#### À FAIRE:
1 – Répondez aux questions suivantes d'après l'article sur Yvain.
(a) Qui signe l'article ?
(b) À la cour de quel roi appartient le chevalier Yvain ?
(c) Dans quel musée se trouve la gravure « Le chevalier et la dame » ?
2 – Recopiez à l'identique les lignes des enregistrements, du début des enregistrements jusqu'à la ligne qui contient « (1058, 226) », celle-ci comprise.

#### TEXTE DE LA PAGE:
===============

Transformation spirituelle dans le poème médiéval « Yvain »

Ce poème narratif raconte l'histoire d'un chevalier qui perd tout mais trouve la vertu

Par Walker Larson
21 avril 2024 17:46 Mis à jour: 21 avril 2024 22:03

Un moment donné, Yvain a tout : un royaume, une belle épouse, la richesse, la puissance physique – et même une source d’eau magique. L’instant d’après, il perd tout, y compris la raison, et il court nu dans la forêt, inconscient de tout sauf de son chagrin. Comment ce chevalier de la cour du roi Arthur a-t-il pu faire une chute aussi désastreuse ?

Un chevalier égocentrique

« Le chevalier et la dame », milieu du 15e siècle, par le Maître ES. Gravure. The Metropolitan Museum of Art, New York City. (Domaine public)

===============

#### ENTRÉES EXTRAITES:
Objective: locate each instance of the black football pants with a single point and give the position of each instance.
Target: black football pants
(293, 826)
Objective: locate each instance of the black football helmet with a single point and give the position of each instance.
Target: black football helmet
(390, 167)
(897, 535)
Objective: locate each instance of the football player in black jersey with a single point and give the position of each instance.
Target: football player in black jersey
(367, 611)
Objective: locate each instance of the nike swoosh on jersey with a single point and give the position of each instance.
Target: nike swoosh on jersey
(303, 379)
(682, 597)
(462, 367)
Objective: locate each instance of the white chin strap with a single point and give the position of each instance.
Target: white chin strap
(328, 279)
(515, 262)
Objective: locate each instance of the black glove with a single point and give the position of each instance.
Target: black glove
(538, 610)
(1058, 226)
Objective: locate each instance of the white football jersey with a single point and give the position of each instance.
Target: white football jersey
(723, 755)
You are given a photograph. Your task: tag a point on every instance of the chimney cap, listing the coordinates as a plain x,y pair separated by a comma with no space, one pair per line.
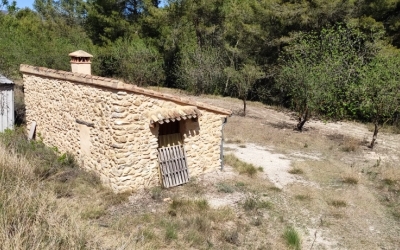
80,53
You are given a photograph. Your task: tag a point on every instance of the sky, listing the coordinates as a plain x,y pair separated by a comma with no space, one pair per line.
29,3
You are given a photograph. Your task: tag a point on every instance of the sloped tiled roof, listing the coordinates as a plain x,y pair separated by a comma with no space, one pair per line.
4,80
117,85
173,114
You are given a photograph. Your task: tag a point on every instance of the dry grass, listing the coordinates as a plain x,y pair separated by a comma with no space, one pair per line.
350,144
69,209
296,170
241,166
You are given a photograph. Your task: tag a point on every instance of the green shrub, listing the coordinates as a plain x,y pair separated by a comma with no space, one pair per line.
292,238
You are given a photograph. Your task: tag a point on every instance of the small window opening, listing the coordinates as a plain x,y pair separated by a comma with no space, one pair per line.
169,134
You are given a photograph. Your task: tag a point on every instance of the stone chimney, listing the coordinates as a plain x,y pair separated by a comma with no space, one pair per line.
81,62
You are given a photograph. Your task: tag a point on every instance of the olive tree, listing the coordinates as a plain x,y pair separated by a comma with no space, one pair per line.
317,70
244,79
379,91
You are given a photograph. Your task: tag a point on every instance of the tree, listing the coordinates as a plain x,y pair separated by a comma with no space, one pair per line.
244,79
317,70
134,61
200,70
379,91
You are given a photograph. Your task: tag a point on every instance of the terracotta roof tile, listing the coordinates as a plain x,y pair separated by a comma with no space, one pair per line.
117,85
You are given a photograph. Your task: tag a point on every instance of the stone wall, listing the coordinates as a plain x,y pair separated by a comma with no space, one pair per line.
105,124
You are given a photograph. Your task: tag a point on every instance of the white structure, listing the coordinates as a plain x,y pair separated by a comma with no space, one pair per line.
6,103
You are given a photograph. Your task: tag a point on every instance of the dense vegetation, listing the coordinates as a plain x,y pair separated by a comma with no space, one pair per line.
337,58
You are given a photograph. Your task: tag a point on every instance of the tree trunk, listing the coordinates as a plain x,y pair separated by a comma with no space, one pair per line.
302,121
244,106
375,135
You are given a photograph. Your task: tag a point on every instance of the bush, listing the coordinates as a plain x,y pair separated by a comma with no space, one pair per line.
292,238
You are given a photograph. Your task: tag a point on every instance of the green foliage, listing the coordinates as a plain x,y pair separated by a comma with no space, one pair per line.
379,89
292,238
200,70
318,71
135,62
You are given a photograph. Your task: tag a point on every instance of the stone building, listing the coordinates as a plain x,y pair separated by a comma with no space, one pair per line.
124,133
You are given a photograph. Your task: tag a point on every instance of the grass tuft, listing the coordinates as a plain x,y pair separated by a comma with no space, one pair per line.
296,171
338,203
231,236
303,197
350,180
292,238
241,166
225,188
252,203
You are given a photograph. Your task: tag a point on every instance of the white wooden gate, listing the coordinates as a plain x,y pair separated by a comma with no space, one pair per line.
6,106
173,165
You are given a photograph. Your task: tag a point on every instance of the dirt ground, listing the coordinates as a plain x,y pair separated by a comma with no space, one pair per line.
324,182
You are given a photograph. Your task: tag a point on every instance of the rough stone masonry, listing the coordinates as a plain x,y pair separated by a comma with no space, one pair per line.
105,124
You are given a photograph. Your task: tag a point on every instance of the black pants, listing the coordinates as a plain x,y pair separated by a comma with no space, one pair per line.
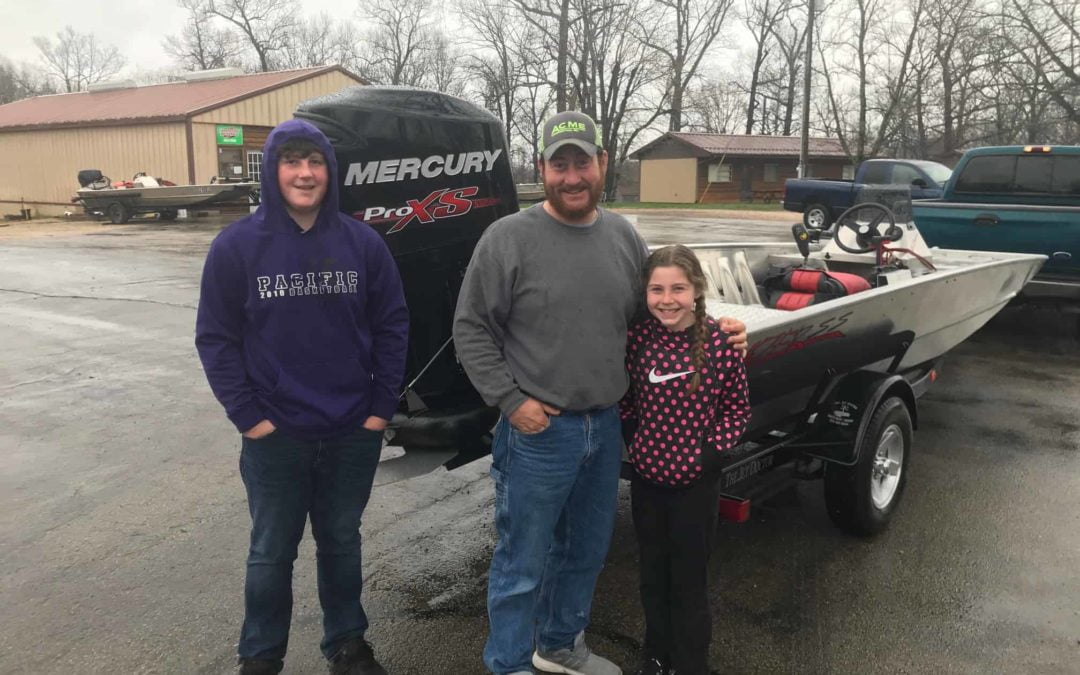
675,535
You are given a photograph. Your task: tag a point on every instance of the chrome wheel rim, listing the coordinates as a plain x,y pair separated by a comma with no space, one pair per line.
888,463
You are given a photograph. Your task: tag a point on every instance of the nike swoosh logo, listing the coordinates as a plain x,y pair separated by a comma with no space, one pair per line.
656,378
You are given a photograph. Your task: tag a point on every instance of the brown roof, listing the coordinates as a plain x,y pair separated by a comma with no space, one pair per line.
703,145
156,103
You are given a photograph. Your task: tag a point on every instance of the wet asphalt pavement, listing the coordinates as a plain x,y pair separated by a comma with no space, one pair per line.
123,523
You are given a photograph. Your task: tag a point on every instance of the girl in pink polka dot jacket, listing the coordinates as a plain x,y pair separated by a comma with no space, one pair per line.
688,402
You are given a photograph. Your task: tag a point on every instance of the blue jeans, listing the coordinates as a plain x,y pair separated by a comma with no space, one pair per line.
287,481
555,495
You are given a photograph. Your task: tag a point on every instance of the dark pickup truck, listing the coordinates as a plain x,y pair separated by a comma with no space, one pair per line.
1020,199
822,200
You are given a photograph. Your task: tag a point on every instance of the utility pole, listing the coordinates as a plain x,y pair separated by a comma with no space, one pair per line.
805,139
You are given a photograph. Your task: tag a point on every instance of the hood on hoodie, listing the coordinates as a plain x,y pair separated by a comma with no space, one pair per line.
271,204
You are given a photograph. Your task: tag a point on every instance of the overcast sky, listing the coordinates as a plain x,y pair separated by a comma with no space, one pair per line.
136,27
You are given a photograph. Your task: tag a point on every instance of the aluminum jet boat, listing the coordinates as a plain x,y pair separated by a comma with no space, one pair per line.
845,336
145,194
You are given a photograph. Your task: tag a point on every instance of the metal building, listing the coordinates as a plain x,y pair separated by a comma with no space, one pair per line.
211,124
700,169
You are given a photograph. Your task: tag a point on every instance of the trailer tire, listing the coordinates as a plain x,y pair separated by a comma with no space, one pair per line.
118,213
817,216
861,499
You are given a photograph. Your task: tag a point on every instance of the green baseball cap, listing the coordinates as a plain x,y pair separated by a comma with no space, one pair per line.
569,127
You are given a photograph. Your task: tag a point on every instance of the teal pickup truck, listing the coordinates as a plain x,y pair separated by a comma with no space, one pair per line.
1021,199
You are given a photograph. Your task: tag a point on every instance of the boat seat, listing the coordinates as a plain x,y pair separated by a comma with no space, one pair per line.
753,315
794,288
730,278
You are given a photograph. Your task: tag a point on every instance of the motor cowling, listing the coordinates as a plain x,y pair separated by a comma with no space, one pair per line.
429,172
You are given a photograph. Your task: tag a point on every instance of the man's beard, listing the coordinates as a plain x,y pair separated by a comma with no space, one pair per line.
555,200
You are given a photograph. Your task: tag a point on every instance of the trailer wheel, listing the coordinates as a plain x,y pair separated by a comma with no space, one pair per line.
861,499
118,213
817,217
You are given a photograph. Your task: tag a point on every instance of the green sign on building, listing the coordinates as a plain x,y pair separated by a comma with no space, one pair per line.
229,135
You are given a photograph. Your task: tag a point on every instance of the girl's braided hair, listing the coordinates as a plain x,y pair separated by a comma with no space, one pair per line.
685,259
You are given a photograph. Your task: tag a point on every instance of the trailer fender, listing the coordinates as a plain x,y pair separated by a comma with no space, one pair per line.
845,415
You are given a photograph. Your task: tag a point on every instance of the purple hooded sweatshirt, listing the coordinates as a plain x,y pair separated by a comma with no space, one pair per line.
308,329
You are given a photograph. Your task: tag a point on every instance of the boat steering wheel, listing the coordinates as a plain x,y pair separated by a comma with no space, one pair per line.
868,235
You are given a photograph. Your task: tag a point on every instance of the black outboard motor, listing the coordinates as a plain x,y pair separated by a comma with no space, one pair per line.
430,172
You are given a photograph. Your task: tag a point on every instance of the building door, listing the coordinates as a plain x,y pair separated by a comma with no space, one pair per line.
230,163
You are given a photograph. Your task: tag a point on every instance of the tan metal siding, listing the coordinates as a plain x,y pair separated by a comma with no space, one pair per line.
669,180
41,166
204,145
271,108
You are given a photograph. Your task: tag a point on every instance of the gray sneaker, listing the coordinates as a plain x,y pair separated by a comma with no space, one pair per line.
577,661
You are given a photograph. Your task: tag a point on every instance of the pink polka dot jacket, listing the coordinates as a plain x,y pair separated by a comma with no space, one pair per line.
677,429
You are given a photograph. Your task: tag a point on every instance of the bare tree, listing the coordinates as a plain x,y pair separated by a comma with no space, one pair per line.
504,48
200,45
321,41
446,71
761,18
532,106
715,106
864,49
22,81
1054,25
266,25
553,18
613,68
697,24
78,59
790,35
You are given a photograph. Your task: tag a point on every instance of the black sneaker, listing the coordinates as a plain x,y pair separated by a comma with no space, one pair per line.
355,658
651,666
258,666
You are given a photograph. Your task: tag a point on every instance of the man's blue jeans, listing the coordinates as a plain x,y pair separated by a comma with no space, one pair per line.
555,495
287,480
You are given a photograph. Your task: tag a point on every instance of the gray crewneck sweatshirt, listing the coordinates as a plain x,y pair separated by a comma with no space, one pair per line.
544,307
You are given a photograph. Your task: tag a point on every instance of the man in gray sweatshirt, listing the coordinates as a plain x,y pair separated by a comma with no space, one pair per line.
541,331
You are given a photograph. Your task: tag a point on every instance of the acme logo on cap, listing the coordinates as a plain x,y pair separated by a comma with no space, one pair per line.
567,126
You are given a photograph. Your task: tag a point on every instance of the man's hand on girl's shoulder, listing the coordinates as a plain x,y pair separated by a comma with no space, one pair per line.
261,430
737,331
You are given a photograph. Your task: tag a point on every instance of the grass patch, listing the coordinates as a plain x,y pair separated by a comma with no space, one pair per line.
721,206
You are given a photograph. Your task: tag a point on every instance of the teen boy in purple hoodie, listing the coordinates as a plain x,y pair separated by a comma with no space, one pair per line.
301,331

===============

#### CORRIGÉ DES EXERCICES:
1 –
(a) Walker Larson.
(b) Le roi Arthur.
(c) The Metropolitan Museum of Art, à New York City.

2 –
Objective: locate each instance of the black football pants with a single point and give the position of each instance.
Target: black football pants
(293, 826)
Objective: locate each instance of the black football helmet with a single point and give the position of each instance.
Target: black football helmet
(390, 167)
(897, 535)
Objective: locate each instance of the football player in black jersey with a single point and give the position of each instance.
Target: football player in black jersey
(367, 611)
Objective: locate each instance of the nike swoosh on jersey with a single point and give the position of each instance.
Target: nike swoosh on jersey
(303, 379)
(682, 597)
(462, 367)
Objective: locate each instance of the white chin strap with a single point and give the position of each instance.
Target: white chin strap
(328, 279)
(515, 262)
Objective: locate each instance of the black glove with a single point and give the position of each instance.
Target: black glove
(538, 610)
(1058, 226)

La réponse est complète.